__Wykorzystaj informacje__:
• 1. Od kiedy, według tekstu o rodzinie zastępczej, Zuzanna przebywa nieprzerwanie pod opieką osoby piszącej?
• 2. Streść tekst o rodzinie zastępczej w dwóch zdaniach.
• 3. Dopisz dalszy ciąg tekstu o rodzinie zastępczej, zaczynając po jego ostatnim zdaniu.

====== Fragment tekstu

PRZECZYTAJ – WARTO!
DLACZEGO ZOSTAŁAM RODZINĄ ZASTĘPCZĄ ?
Zuzanna przebywa pod moją opieką nieprzerwanie od 3 czerwca 2019 roku. Wcześniej bywała u mnie dość często. Obie zawsze się cieszyłyśmy na wspólnie spędzone dni, ponieważ za każdym razem planowałyśmy zrobić coś interesującego, co nie zdarza się codziennie. Jednak z czasem okazało się, że pobyt Zuzi pod moim dachem wiązał się z chorobą alkoholową jej rodziców. Dziecko coraz częściej przebywało u mnie i było to uzależnione od tego, czy jej rodzice są trzeźwi. Taka niepewna sytuacja nie jest dobra dla dziecka, pomimo iż mieszka z rodzicami, których kocha ponad życie – oczywiście to moje indywidualne zdanie.
Uważam, dziecko potrzebuje stabilizacji i spokoju. Aby rozwijało się prawidłowo musi widzieć, że jest kochane. Dzieci powinny być dla nas całym światem i tak się stało w moim przypadku. Rodzice Zuzi są alkoholikami i nie zapewniali jej nawet minimum egzystencji, zarówno pod względem materialnym jak i emocjonalnym. Dlatego też bardzo szybko podjęłam decyzję, żeby zmienić ten stan rzeczy i stać się dla Zuzi rodziną zastępczą. Jestem bardzo związana emocjonalnie z moja bratanicą, więc z mojego punktu widzenia nie była to trudna decyzja. Chcę, aby Zuzanna miała normalną i szczęśliwą rodzinę, a jestem w stanie zapewnić jej wszystko na co zasługuje. Nie potrzeba do tego mnóstwa pieniędzy, wystarczy odrobina miłości i wspólnie spędzany czas. Chcę rozwijać pasje Zuzanny i dawać jej jak najwięcej impulsów do rozwoju i dróg do wyboru, którymi w przyszłości będzie kroczyć. Głównie myślę o jej przyszłości, o tym jakim człowiekiem może się stać w dorosłym życiu. Przebywając w patologicznym środowisku, bałam się o to, że może powielić model rodziny, który widzi na co dzień. A przecież każde dziecko zasługuje na więcej i nie ma najmniejszego znaczenia czy jest biologicznym dzieckiem czy nie. W końcu dzieci to nasza przyszłość.

============
====== Podane wiersze

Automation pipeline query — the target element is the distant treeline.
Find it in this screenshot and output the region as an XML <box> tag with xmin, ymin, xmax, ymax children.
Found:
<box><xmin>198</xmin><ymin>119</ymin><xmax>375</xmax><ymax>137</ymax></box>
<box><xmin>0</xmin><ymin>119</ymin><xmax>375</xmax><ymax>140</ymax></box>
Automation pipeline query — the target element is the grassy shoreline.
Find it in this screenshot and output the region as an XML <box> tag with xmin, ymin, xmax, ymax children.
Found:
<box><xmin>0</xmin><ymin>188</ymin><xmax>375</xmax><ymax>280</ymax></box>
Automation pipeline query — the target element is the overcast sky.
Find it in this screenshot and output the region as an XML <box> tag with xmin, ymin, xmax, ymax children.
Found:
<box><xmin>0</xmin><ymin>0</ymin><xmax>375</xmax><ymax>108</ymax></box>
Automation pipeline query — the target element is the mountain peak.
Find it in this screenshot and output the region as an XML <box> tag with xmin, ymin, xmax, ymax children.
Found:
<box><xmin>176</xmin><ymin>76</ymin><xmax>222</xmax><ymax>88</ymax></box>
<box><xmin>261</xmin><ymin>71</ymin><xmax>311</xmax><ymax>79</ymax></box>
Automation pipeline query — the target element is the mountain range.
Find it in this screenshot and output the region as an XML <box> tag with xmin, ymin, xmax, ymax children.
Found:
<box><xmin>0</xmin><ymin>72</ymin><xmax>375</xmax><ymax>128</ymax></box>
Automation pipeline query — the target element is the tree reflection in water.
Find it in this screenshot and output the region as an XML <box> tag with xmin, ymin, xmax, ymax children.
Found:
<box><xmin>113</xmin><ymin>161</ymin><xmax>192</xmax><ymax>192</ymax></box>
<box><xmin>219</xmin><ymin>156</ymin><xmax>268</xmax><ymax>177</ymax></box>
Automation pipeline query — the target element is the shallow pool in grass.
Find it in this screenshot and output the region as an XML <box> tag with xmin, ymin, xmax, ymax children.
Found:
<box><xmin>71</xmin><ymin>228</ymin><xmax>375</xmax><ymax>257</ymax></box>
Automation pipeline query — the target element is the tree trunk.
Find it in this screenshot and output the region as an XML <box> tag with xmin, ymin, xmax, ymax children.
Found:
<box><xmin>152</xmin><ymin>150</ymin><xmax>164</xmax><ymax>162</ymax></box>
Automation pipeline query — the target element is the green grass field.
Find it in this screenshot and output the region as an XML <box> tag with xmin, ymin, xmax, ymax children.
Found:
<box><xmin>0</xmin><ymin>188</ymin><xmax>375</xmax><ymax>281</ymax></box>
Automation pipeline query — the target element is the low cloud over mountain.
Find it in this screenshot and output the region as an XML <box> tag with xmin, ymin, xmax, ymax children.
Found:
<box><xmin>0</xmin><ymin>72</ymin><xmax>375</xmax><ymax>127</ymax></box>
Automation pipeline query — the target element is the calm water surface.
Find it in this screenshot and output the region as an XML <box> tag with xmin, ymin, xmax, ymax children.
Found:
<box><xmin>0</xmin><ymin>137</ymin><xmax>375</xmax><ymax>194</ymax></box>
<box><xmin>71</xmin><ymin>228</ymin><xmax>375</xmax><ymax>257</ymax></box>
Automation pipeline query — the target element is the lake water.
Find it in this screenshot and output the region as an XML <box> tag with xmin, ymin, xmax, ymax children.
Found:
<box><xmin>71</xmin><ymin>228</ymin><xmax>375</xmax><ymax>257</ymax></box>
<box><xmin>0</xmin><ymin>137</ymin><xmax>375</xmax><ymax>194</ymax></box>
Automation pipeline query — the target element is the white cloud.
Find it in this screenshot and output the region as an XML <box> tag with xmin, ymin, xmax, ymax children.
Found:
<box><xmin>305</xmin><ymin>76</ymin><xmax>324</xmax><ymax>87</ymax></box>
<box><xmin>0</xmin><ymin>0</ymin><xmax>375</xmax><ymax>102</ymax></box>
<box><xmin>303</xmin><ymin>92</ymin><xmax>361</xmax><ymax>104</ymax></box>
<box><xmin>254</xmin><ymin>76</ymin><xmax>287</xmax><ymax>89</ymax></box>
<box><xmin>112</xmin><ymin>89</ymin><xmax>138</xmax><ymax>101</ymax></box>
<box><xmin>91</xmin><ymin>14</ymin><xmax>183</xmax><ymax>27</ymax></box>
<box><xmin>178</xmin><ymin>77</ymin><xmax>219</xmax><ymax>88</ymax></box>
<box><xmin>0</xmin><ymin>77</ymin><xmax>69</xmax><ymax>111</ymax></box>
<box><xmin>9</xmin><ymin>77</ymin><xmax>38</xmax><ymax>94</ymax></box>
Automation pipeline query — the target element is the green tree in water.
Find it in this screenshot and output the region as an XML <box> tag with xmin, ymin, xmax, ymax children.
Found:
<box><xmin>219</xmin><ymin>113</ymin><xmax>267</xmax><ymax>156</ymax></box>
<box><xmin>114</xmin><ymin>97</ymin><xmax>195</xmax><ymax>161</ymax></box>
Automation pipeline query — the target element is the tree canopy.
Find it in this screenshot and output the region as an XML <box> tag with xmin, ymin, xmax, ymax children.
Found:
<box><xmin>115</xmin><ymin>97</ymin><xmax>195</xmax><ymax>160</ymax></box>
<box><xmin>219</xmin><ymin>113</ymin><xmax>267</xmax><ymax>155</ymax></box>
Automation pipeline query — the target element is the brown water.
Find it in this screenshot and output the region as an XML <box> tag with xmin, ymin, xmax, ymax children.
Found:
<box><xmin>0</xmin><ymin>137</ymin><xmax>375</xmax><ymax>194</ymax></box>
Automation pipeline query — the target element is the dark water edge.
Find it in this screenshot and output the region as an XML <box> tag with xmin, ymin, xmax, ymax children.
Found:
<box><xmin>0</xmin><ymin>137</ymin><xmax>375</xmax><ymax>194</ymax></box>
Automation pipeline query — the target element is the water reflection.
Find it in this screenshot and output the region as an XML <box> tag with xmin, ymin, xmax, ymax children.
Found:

============

__Odpowiedzi do zadań__:
• 1. Od 3 czerwca 2019 roku.

• 2. Zuzanna, bratanica osoby piszącej, przebywa pod jej opieką nieprzerwanie od 3 czerwca 2019 roku, ponieważ jej rodzice są alkoholikami i nie zapewniali jej nawet minimum egzystencji. Osoba pisząca postanowiła zostać dla niej rodziną zastępczą, aby dać jej stabilizację, miłość i możliwości rozwoju oraz uchronić ją przed powieleniem modelu rodziny z patologicznego środowiska.

• 3.
Bardzo budująca jest świadomość, że dzięki nam dziecko jest zdrowe, czyste i nie bywa głodne, jej po prostu radosne i szczęśliwe. Bycie rodziną zastępczą daje wiele satysfakcji, ale to także codzienna trudna praca. Jednak zaręczam, iż naprawdę warto.